Begin at the line that contains "Target: silver suv body" and reproduce it along with every line after it to the end of the listing; skip any pictures.

►

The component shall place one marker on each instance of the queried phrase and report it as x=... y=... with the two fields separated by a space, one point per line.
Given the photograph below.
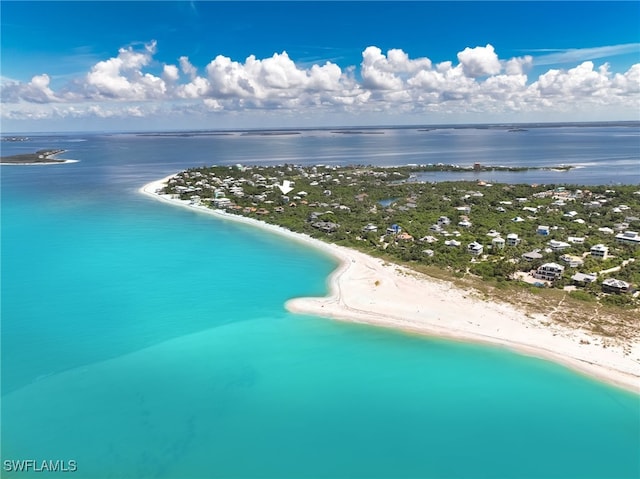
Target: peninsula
x=508 y=265
x=40 y=157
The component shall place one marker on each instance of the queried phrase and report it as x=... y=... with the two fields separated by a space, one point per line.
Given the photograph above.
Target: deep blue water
x=143 y=340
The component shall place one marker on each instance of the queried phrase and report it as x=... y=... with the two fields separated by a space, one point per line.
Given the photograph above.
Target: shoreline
x=40 y=163
x=368 y=290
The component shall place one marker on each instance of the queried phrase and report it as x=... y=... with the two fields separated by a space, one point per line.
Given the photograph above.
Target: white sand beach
x=368 y=290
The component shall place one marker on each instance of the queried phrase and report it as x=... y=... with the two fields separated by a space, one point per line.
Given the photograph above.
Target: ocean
x=143 y=340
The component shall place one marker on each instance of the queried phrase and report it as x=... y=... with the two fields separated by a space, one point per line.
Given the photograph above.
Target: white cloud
x=170 y=73
x=132 y=84
x=479 y=61
x=187 y=68
x=576 y=55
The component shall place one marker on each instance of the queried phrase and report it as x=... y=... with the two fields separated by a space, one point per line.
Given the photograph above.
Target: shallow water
x=143 y=340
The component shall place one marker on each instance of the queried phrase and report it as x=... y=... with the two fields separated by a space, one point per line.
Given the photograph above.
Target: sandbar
x=368 y=290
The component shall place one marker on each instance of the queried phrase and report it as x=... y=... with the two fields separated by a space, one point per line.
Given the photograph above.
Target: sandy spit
x=367 y=290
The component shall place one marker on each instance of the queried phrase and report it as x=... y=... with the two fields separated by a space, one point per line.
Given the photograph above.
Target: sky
x=185 y=65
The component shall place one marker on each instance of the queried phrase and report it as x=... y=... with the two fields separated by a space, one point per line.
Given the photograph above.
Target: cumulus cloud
x=133 y=84
x=479 y=61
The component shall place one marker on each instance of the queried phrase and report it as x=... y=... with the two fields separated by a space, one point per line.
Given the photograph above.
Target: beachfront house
x=512 y=239
x=617 y=286
x=572 y=261
x=498 y=243
x=475 y=248
x=557 y=246
x=549 y=272
x=221 y=202
x=532 y=256
x=583 y=279
x=443 y=221
x=628 y=237
x=394 y=229
x=599 y=251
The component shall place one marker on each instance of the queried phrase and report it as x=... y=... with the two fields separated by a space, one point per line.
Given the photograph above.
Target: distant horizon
x=196 y=132
x=160 y=65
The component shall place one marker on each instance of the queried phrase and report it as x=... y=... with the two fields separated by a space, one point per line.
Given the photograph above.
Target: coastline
x=367 y=290
x=40 y=163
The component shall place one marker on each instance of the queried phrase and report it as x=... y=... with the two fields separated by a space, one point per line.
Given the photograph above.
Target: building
x=572 y=261
x=475 y=248
x=443 y=221
x=557 y=246
x=498 y=243
x=549 y=271
x=532 y=256
x=512 y=239
x=599 y=251
x=628 y=237
x=612 y=285
x=584 y=278
x=394 y=229
x=543 y=230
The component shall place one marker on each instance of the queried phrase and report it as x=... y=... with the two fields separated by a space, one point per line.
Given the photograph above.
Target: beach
x=368 y=290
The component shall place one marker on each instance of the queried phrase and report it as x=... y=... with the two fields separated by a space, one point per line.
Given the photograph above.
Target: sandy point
x=368 y=290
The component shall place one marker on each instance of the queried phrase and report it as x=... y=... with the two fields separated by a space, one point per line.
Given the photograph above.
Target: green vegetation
x=381 y=212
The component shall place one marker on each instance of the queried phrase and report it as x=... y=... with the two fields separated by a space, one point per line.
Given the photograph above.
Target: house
x=475 y=248
x=512 y=239
x=394 y=229
x=599 y=251
x=443 y=221
x=428 y=239
x=549 y=271
x=584 y=278
x=221 y=202
x=326 y=226
x=572 y=261
x=404 y=236
x=628 y=237
x=612 y=285
x=531 y=256
x=576 y=239
x=557 y=246
x=497 y=242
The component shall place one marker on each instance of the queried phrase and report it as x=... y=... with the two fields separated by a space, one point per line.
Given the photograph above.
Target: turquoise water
x=143 y=340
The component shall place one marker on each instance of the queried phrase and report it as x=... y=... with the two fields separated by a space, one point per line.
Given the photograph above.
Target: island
x=548 y=270
x=40 y=157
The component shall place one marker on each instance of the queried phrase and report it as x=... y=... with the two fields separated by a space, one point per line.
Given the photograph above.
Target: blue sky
x=147 y=65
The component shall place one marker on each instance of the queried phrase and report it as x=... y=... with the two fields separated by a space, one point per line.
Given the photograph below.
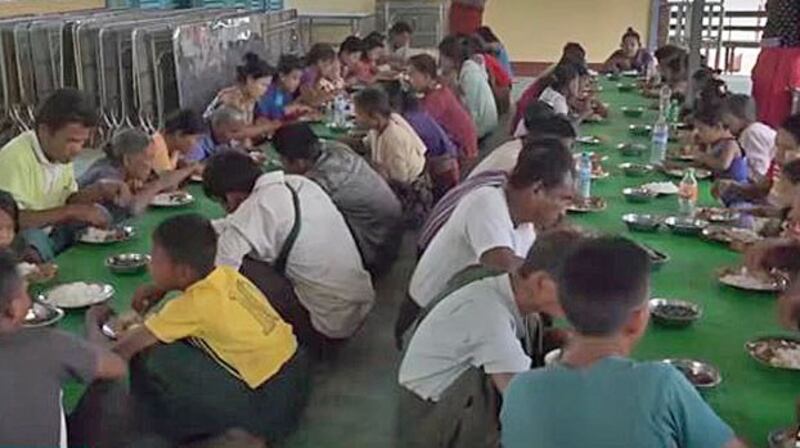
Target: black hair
x=320 y=52
x=400 y=28
x=712 y=92
x=185 y=122
x=475 y=44
x=550 y=251
x=353 y=44
x=602 y=281
x=487 y=35
x=9 y=278
x=557 y=126
x=297 y=141
x=9 y=205
x=740 y=106
x=400 y=98
x=709 y=116
x=197 y=251
x=230 y=172
x=535 y=112
x=543 y=160
x=253 y=68
x=376 y=36
x=373 y=101
x=425 y=63
x=459 y=48
x=630 y=32
x=564 y=74
x=64 y=107
x=126 y=142
x=792 y=125
x=372 y=42
x=289 y=63
x=574 y=52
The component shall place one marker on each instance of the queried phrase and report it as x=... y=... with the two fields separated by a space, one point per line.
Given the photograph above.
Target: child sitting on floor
x=396 y=151
x=279 y=103
x=596 y=395
x=225 y=359
x=321 y=79
x=9 y=228
x=37 y=362
x=354 y=69
x=400 y=42
x=773 y=193
x=630 y=57
x=564 y=88
x=374 y=51
x=719 y=150
x=129 y=159
x=757 y=139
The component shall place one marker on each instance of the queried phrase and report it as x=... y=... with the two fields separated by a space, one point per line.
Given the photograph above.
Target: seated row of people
x=466 y=375
x=494 y=225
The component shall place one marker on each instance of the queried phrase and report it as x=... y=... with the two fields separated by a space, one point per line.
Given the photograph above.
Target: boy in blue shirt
x=279 y=104
x=596 y=396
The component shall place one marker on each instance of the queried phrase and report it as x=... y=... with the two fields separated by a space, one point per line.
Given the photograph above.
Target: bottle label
x=688 y=192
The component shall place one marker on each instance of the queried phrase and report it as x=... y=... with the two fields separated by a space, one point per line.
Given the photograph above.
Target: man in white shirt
x=541 y=125
x=478 y=326
x=494 y=226
x=756 y=139
x=320 y=257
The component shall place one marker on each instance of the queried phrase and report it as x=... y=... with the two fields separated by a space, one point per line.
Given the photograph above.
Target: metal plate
x=101 y=293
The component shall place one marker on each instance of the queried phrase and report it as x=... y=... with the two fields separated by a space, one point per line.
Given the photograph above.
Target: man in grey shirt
x=366 y=201
x=36 y=362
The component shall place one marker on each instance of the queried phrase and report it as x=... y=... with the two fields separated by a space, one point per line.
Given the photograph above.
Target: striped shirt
x=445 y=207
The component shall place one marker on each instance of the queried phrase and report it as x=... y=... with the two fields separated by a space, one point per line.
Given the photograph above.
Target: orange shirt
x=162 y=160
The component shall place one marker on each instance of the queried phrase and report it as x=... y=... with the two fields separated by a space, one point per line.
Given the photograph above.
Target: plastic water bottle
x=660 y=139
x=664 y=100
x=674 y=112
x=687 y=193
x=340 y=111
x=584 y=186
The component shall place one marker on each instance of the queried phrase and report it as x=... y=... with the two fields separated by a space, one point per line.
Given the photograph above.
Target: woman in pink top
x=442 y=104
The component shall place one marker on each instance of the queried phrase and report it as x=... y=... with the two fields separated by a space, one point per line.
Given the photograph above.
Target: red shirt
x=497 y=71
x=454 y=118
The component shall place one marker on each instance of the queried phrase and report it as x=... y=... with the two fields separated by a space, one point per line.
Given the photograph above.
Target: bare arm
x=110 y=366
x=501 y=259
x=610 y=66
x=98 y=192
x=134 y=341
x=735 y=443
x=719 y=162
x=502 y=380
x=168 y=181
x=32 y=220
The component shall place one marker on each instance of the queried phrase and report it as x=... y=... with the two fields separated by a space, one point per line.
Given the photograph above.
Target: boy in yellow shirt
x=219 y=355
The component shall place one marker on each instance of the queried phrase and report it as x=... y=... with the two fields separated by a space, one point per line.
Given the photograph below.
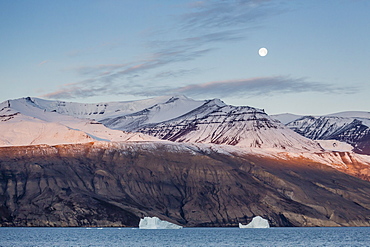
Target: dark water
x=323 y=236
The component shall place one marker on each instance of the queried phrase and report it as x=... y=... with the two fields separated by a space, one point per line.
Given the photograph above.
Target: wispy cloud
x=261 y=86
x=250 y=87
x=205 y=25
x=212 y=14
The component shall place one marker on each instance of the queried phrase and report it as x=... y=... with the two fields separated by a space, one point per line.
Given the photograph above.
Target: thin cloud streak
x=251 y=87
x=261 y=86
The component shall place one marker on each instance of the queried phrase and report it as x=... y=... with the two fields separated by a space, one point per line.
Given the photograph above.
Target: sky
x=318 y=59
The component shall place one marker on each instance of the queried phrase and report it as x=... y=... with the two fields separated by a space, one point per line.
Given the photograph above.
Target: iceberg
x=257 y=222
x=156 y=223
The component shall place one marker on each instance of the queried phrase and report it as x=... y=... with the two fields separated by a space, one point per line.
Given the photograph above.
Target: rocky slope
x=114 y=184
x=350 y=127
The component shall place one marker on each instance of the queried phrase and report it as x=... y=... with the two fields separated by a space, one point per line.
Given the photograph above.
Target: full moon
x=262 y=52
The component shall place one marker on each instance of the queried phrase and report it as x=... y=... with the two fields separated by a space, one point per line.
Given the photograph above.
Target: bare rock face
x=116 y=185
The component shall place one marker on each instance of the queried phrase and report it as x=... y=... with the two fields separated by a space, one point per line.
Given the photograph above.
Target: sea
x=275 y=236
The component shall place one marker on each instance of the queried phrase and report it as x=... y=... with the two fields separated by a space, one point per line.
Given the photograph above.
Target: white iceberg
x=156 y=223
x=257 y=222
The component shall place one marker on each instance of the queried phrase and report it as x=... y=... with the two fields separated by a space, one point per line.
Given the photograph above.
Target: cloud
x=250 y=87
x=260 y=86
x=210 y=14
x=206 y=24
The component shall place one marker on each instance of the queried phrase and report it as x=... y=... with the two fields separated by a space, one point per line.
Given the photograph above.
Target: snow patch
x=156 y=223
x=257 y=222
x=334 y=145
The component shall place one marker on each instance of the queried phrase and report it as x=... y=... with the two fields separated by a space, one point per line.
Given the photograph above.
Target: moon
x=262 y=52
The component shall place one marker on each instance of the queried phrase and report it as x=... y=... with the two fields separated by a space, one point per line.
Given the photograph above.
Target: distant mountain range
x=350 y=127
x=192 y=162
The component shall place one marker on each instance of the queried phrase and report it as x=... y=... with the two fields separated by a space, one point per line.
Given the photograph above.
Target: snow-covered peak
x=286 y=117
x=23 y=122
x=106 y=110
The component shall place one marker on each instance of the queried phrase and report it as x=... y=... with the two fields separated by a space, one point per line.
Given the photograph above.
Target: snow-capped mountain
x=216 y=122
x=178 y=119
x=350 y=127
x=22 y=122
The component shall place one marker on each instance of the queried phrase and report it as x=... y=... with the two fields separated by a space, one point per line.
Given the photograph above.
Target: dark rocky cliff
x=115 y=185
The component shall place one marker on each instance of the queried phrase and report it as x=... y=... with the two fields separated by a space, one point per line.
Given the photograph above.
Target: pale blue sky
x=109 y=50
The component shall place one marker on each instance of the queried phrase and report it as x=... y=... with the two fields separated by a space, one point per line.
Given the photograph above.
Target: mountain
x=180 y=119
x=23 y=122
x=190 y=162
x=350 y=127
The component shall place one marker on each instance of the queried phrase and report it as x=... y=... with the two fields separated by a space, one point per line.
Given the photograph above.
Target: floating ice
x=156 y=223
x=257 y=222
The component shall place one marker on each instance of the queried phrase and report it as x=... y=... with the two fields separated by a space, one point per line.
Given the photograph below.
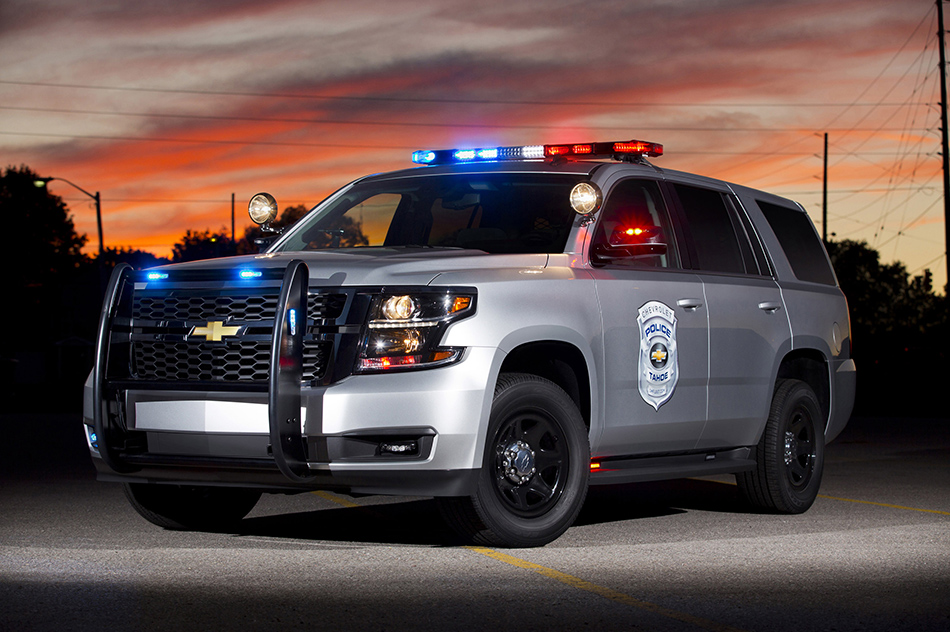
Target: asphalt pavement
x=872 y=554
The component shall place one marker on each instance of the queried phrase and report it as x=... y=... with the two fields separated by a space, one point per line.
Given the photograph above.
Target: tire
x=533 y=479
x=790 y=456
x=187 y=508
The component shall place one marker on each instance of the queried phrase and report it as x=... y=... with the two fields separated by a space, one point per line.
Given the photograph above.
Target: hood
x=374 y=266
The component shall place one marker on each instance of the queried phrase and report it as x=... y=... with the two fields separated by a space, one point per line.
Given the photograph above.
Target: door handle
x=689 y=304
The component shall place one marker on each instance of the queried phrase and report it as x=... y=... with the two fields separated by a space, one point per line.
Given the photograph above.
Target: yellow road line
x=603 y=591
x=868 y=502
x=333 y=498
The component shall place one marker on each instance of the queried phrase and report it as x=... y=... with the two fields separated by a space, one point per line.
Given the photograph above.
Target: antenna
x=943 y=137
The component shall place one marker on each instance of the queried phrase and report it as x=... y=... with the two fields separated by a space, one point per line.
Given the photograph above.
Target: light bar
x=615 y=150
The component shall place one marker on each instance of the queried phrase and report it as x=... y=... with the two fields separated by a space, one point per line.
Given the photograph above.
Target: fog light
x=401 y=448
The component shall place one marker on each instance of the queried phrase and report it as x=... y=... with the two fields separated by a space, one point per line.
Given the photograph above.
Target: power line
x=270 y=119
x=390 y=99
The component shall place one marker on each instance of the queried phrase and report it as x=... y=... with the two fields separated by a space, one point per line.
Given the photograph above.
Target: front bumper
x=223 y=438
x=415 y=433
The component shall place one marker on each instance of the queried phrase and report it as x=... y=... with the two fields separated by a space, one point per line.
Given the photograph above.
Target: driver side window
x=634 y=228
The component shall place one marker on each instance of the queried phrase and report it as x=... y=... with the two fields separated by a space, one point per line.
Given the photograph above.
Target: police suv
x=499 y=328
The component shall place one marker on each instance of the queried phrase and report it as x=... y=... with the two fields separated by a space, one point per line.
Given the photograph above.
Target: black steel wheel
x=790 y=455
x=534 y=475
x=191 y=508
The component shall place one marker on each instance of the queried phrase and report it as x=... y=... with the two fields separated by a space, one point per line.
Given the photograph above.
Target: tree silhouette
x=899 y=329
x=46 y=246
x=195 y=245
x=48 y=290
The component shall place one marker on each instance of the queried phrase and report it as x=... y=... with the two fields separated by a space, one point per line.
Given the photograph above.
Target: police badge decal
x=659 y=369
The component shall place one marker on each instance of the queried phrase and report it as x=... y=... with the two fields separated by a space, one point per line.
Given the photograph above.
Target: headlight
x=404 y=330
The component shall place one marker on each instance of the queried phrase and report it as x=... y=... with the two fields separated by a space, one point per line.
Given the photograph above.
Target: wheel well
x=558 y=362
x=809 y=367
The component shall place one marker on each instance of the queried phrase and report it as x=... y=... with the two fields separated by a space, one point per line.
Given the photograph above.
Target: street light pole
x=42 y=182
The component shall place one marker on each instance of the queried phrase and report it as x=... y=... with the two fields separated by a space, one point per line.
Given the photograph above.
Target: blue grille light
x=292 y=317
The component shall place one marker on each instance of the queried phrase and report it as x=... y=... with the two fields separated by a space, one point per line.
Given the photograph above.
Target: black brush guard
x=285 y=373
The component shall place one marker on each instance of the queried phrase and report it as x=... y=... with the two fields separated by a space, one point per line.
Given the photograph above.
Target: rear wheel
x=790 y=455
x=197 y=508
x=534 y=475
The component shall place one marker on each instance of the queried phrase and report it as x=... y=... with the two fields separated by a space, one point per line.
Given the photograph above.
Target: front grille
x=164 y=351
x=230 y=361
x=233 y=307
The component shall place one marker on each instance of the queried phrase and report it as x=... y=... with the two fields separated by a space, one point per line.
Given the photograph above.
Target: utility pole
x=944 y=138
x=824 y=197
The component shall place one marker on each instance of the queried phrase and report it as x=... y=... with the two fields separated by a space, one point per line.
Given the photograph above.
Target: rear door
x=748 y=323
x=655 y=327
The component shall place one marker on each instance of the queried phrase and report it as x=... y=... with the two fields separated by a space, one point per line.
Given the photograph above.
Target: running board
x=616 y=470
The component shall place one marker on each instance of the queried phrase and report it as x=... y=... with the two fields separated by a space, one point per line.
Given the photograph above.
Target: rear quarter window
x=802 y=246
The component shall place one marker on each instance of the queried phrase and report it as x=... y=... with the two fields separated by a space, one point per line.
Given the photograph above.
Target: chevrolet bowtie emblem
x=214 y=330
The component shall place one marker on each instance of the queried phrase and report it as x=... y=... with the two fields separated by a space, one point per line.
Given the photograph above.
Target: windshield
x=497 y=213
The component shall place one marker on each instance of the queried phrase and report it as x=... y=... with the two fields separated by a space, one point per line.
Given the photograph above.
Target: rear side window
x=714 y=234
x=800 y=242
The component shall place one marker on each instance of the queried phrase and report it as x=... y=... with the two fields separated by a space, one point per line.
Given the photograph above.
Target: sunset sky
x=168 y=108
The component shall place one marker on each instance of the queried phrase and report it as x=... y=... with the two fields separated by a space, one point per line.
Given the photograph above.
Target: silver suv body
x=497 y=333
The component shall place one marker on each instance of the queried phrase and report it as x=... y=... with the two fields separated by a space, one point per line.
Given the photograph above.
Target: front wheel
x=533 y=479
x=790 y=455
x=184 y=507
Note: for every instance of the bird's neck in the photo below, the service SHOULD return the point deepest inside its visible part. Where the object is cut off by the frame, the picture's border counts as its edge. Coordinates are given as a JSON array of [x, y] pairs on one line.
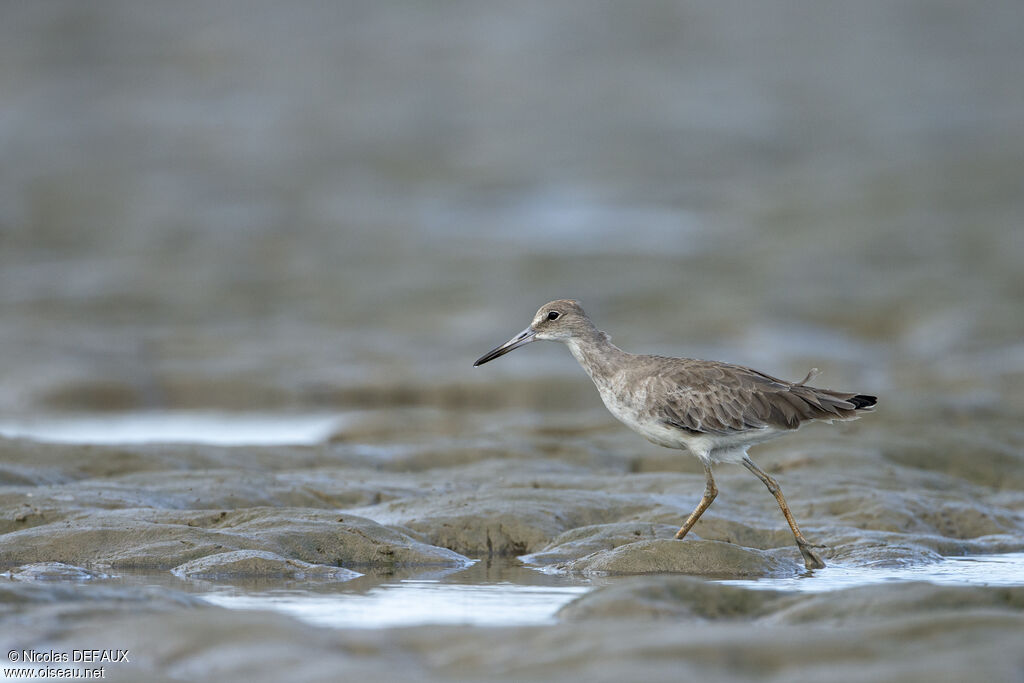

◄

- _EXERCISE RESULT_
Target: silver suv body
x=497 y=333
The component shall place one marker on each instance of the queried phrase and report it as x=... y=... with the two fields separated by a space, one point per line.
Given the photograph above.
Target: front wheel
x=533 y=479
x=790 y=455
x=184 y=507
Note: for every instance of the bird's neck in the photo below, the service SHOULD return the point deepest inside its visible part. Where the object is cut off by the frame, the picture's border counts as its edge. Coordinates are given as a JSON array of [x, y] pairs on one line.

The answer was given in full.